[Saved entries]
- Opening Delimiter -

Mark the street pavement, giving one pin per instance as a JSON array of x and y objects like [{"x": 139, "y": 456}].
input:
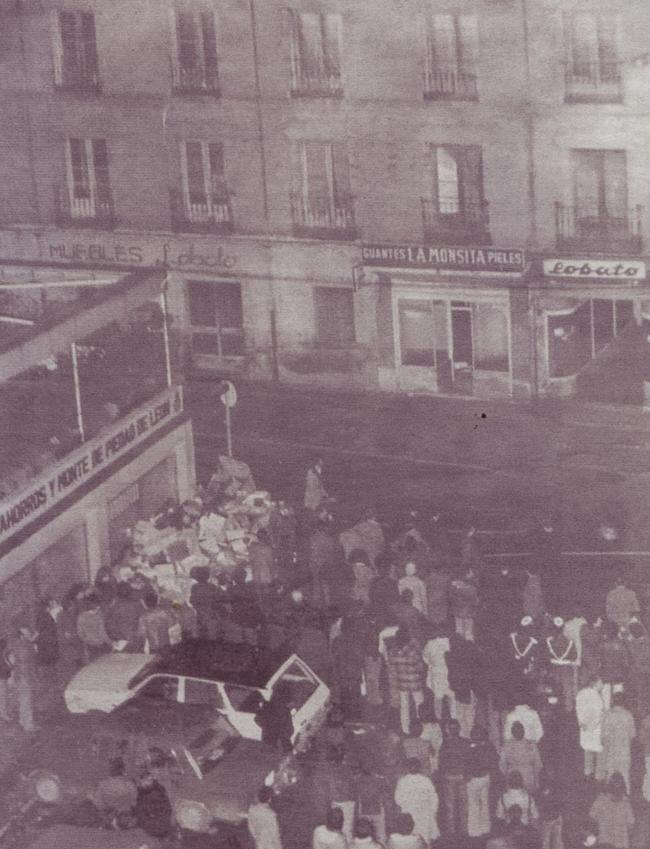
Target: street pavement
[{"x": 494, "y": 464}]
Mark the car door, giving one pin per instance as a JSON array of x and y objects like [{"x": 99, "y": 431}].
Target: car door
[{"x": 308, "y": 695}]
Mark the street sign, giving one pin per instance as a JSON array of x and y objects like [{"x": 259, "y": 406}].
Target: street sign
[{"x": 228, "y": 394}]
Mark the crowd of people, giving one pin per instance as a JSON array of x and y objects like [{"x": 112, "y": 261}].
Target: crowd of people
[{"x": 461, "y": 687}]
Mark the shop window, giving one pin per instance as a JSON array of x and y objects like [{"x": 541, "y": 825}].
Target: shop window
[
  {"x": 490, "y": 330},
  {"x": 334, "y": 309},
  {"x": 216, "y": 313},
  {"x": 139, "y": 500},
  {"x": 63, "y": 564},
  {"x": 416, "y": 333},
  {"x": 569, "y": 341},
  {"x": 157, "y": 487}
]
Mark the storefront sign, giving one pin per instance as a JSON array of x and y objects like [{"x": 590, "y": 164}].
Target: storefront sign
[
  {"x": 92, "y": 458},
  {"x": 502, "y": 260},
  {"x": 619, "y": 269},
  {"x": 184, "y": 256}
]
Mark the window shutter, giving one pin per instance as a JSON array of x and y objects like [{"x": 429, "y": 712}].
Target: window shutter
[
  {"x": 89, "y": 41},
  {"x": 310, "y": 44},
  {"x": 340, "y": 174},
  {"x": 448, "y": 177},
  {"x": 217, "y": 179},
  {"x": 585, "y": 44},
  {"x": 79, "y": 169},
  {"x": 70, "y": 57},
  {"x": 608, "y": 45},
  {"x": 332, "y": 38},
  {"x": 471, "y": 179},
  {"x": 468, "y": 44},
  {"x": 188, "y": 55},
  {"x": 57, "y": 46},
  {"x": 195, "y": 177},
  {"x": 317, "y": 174},
  {"x": 615, "y": 176},
  {"x": 209, "y": 33},
  {"x": 443, "y": 42},
  {"x": 100, "y": 163},
  {"x": 588, "y": 177}
]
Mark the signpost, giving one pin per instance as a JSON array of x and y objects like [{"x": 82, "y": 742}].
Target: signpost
[{"x": 228, "y": 395}]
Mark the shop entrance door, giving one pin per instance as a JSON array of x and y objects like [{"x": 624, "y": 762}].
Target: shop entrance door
[
  {"x": 462, "y": 346},
  {"x": 423, "y": 344}
]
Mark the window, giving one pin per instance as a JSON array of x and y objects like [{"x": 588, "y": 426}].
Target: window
[
  {"x": 490, "y": 331},
  {"x": 593, "y": 69},
  {"x": 76, "y": 63},
  {"x": 205, "y": 194},
  {"x": 216, "y": 308},
  {"x": 195, "y": 49},
  {"x": 600, "y": 184},
  {"x": 416, "y": 333},
  {"x": 599, "y": 216},
  {"x": 452, "y": 57},
  {"x": 334, "y": 316},
  {"x": 456, "y": 202},
  {"x": 316, "y": 54},
  {"x": 88, "y": 193},
  {"x": 321, "y": 196}
]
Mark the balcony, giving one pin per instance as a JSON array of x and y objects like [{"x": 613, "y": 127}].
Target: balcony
[
  {"x": 211, "y": 216},
  {"x": 198, "y": 80},
  {"x": 450, "y": 224},
  {"x": 319, "y": 83},
  {"x": 83, "y": 212},
  {"x": 443, "y": 82},
  {"x": 593, "y": 82},
  {"x": 597, "y": 230},
  {"x": 79, "y": 79},
  {"x": 324, "y": 218}
]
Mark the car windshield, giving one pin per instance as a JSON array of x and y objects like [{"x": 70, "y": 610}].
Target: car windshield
[
  {"x": 296, "y": 685},
  {"x": 244, "y": 699}
]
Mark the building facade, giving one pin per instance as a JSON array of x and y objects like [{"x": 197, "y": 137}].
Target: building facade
[
  {"x": 346, "y": 195},
  {"x": 95, "y": 435}
]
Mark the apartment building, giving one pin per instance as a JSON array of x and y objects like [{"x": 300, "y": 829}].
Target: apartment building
[{"x": 428, "y": 196}]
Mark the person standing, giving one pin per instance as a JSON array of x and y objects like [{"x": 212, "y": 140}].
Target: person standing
[
  {"x": 434, "y": 655},
  {"x": 482, "y": 765},
  {"x": 617, "y": 733},
  {"x": 522, "y": 756},
  {"x": 371, "y": 796},
  {"x": 408, "y": 667},
  {"x": 330, "y": 835},
  {"x": 590, "y": 709},
  {"x": 613, "y": 814},
  {"x": 411, "y": 581},
  {"x": 22, "y": 655},
  {"x": 154, "y": 625},
  {"x": 621, "y": 604},
  {"x": 91, "y": 629},
  {"x": 416, "y": 795},
  {"x": 453, "y": 767},
  {"x": 263, "y": 821},
  {"x": 315, "y": 492}
]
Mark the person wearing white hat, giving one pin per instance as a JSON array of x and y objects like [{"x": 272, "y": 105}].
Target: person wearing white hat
[
  {"x": 563, "y": 657},
  {"x": 524, "y": 646}
]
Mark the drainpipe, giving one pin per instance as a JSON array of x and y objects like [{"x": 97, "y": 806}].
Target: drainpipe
[
  {"x": 18, "y": 6},
  {"x": 275, "y": 368}
]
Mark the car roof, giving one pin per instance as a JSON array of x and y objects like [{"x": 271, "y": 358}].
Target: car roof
[{"x": 232, "y": 663}]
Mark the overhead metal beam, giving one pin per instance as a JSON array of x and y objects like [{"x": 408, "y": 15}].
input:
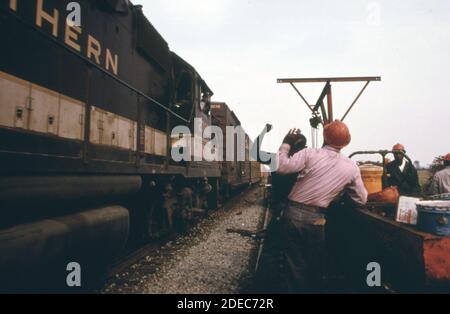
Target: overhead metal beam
[
  {"x": 303, "y": 98},
  {"x": 330, "y": 79},
  {"x": 354, "y": 102}
]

- Closing Delimiter -

Exercise >>
An exact copy of every entry, minus the pictures, is what you should return.

Result >>
Mark the street pavement, giving one pin per instance as a JSON array of x and y objects like [{"x": 139, "y": 456}].
input:
Target: street pavement
[{"x": 494, "y": 464}]
Mark the car door, giving one pin per instance as a JSON array of x and y objects like [{"x": 99, "y": 431}].
Target: car door
[{"x": 308, "y": 695}]
Mark the street sign, giving one pin per instance as a JSON array of x and y objects like [{"x": 259, "y": 406}].
Target: street sign
[{"x": 228, "y": 394}]
Mark the crowd of people, giving one pin per instance as a JSON array of x and y objects like [{"x": 112, "y": 261}].
Target: crowd of people
[{"x": 461, "y": 687}]
Mark the shop window, giving one pin per instance as a JSON array of x and y objects like [{"x": 541, "y": 825}].
Target: shop window
[
  {"x": 490, "y": 330},
  {"x": 334, "y": 309},
  {"x": 216, "y": 313},
  {"x": 139, "y": 500},
  {"x": 63, "y": 564},
  {"x": 416, "y": 333},
  {"x": 569, "y": 341},
  {"x": 157, "y": 487}
]
Mark the storefront sign, giving one pin per instance as a JSON array of x and y objects like [{"x": 590, "y": 164}].
Target: storefront sign
[
  {"x": 92, "y": 458},
  {"x": 502, "y": 260},
  {"x": 619, "y": 269},
  {"x": 184, "y": 256}
]
Mark the window shutter, giving one pin per instance as a JSON array of x and y objects like [{"x": 429, "y": 712}].
Target: window shutter
[
  {"x": 89, "y": 41},
  {"x": 310, "y": 44},
  {"x": 340, "y": 174},
  {"x": 448, "y": 177},
  {"x": 217, "y": 179},
  {"x": 585, "y": 44},
  {"x": 79, "y": 169},
  {"x": 70, "y": 57},
  {"x": 608, "y": 45},
  {"x": 332, "y": 38},
  {"x": 471, "y": 179},
  {"x": 468, "y": 44},
  {"x": 188, "y": 55},
  {"x": 57, "y": 46},
  {"x": 195, "y": 177},
  {"x": 317, "y": 174},
  {"x": 615, "y": 176},
  {"x": 209, "y": 33},
  {"x": 443, "y": 42},
  {"x": 100, "y": 163},
  {"x": 588, "y": 177}
]
Mark the signpost, giving one pin per instance as a JSON array of x and y objects like [{"x": 82, "y": 742}].
Target: signpost
[{"x": 228, "y": 395}]
Mark the shop entrance door, giving one pin per instance as a JSON array of x and y objects like [{"x": 624, "y": 762}].
Target: shop entrance door
[
  {"x": 462, "y": 346},
  {"x": 423, "y": 344}
]
Mark the window, giving one pin per instance as a JSON array of x and y objects like [{"x": 588, "y": 426}].
Target: window
[
  {"x": 490, "y": 331},
  {"x": 593, "y": 69},
  {"x": 76, "y": 63},
  {"x": 205, "y": 194},
  {"x": 216, "y": 308},
  {"x": 195, "y": 49},
  {"x": 600, "y": 184},
  {"x": 416, "y": 333},
  {"x": 599, "y": 216},
  {"x": 452, "y": 57},
  {"x": 334, "y": 316},
  {"x": 456, "y": 202},
  {"x": 316, "y": 54},
  {"x": 88, "y": 193},
  {"x": 321, "y": 196}
]
Mark the balcony, giving one pin per instance as a JSON array of x and y objects like [{"x": 613, "y": 127}].
Target: balcony
[
  {"x": 211, "y": 216},
  {"x": 198, "y": 80},
  {"x": 450, "y": 224},
  {"x": 319, "y": 83},
  {"x": 83, "y": 212},
  {"x": 443, "y": 82},
  {"x": 593, "y": 82},
  {"x": 597, "y": 230},
  {"x": 79, "y": 79},
  {"x": 324, "y": 218}
]
Mark the car windshield, giving one pin per instance as a JSON array of x and y objects like [{"x": 70, "y": 610}].
Target: car windshield
[
  {"x": 296, "y": 685},
  {"x": 244, "y": 699}
]
Mark the building facade, giving one pin per instance as a JSON array of x and y objects like [{"x": 197, "y": 137}].
Target: building facade
[
  {"x": 346, "y": 195},
  {"x": 95, "y": 435}
]
Mark the apartment building, giving one pin per instance as a JSON array of x and y objects like [{"x": 300, "y": 829}].
Target: apartment building
[{"x": 428, "y": 196}]
Mark the person standing, giving one pin per instance as a JSON array of x and y objects like [{"x": 212, "y": 140}].
Target: person standing
[
  {"x": 434, "y": 655},
  {"x": 482, "y": 765},
  {"x": 617, "y": 733},
  {"x": 522, "y": 756},
  {"x": 371, "y": 796},
  {"x": 408, "y": 667},
  {"x": 330, "y": 835},
  {"x": 590, "y": 709},
  {"x": 613, "y": 814},
  {"x": 411, "y": 581},
  {"x": 22, "y": 655},
  {"x": 154, "y": 625},
  {"x": 621, "y": 604},
  {"x": 91, "y": 629},
  {"x": 416, "y": 795},
  {"x": 453, "y": 767},
  {"x": 263, "y": 821},
  {"x": 315, "y": 492}
]
Mark the person wearing white hat, giving one pin per instance as a JSON array of x and y objects like [{"x": 272, "y": 105}].
Target: person wearing white hat
[
  {"x": 563, "y": 657},
  {"x": 524, "y": 646}
]
Mark the drainpipe, giving one pin per instance as a JSON array of x and y objects like [{"x": 97, "y": 806}].
Target: drainpipe
[
  {"x": 18, "y": 6},
  {"x": 275, "y": 368}
]
Mark the car roof, giving one pin per instance as a JSON array of x and y objects like [{"x": 271, "y": 358}].
Target: car roof
[{"x": 232, "y": 663}]
Mark the overhead metal beam, giving one pin per instance as a JSON array of x and y objects like [{"x": 408, "y": 15}].
input:
Target: overhead metal beam
[
  {"x": 303, "y": 98},
  {"x": 330, "y": 79},
  {"x": 354, "y": 102}
]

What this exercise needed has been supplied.